**Supplied material**.

┏━━

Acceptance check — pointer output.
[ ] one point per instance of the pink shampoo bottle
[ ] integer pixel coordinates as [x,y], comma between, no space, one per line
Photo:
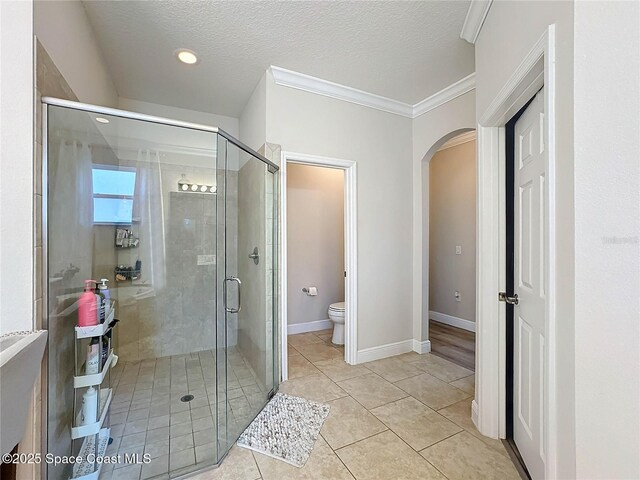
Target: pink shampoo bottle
[88,306]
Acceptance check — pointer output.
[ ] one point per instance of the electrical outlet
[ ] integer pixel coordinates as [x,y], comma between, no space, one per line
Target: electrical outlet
[206,260]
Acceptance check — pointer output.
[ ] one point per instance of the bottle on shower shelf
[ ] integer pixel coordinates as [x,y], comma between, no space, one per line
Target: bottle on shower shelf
[88,306]
[107,296]
[92,364]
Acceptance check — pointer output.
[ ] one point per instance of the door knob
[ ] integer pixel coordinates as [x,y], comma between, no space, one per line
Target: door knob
[503,297]
[255,255]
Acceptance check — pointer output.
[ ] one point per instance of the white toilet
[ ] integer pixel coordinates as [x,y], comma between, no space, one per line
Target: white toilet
[336,314]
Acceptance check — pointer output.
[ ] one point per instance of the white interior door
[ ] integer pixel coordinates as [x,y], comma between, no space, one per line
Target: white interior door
[531,215]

┗━━

**What you will do**.
Exclude all images and restate the records above word for word.

**Task answer**.
Acceptance check — pointer output.
[ ] one point per instance of the pink shampoo bottle
[ ] integer pixel coordinates as [x,y], comma between, no space, one per line
Photo:
Target: pink shampoo bottle
[88,306]
Acceptance check — pointer output.
[ ] one point per instance of the electrical outlet
[ ] integer pixel coordinates as [x,y], comma between, no space, one per line
Target: electrical outlet
[206,260]
Acceptance check — pointer output.
[ ] one point per instance of the bottle on shower shelf
[ ] integer pixel coordinates as [x,y], comma between, no space, one per line
Target: bottle on shower shelf
[88,306]
[107,296]
[92,364]
Acceptance check — pointer output.
[ ] one point per instance of the door knob
[ ] integer pixel coordinates as [x,y], comma between, no space, one per line
Target: door knob
[503,297]
[255,255]
Acceptance check — pointer output.
[ ] one point per instance of the white toilet
[ ] integer pixel coordinates as [x,y], comma between, no space, one per line
Target: white toilet
[336,314]
Acceptance check — pointer output.
[ ] one point per instance of the white interior door
[ ] integer pixel coordinates as [x,y], comma between, no space, one per line
Target: white interior door
[531,215]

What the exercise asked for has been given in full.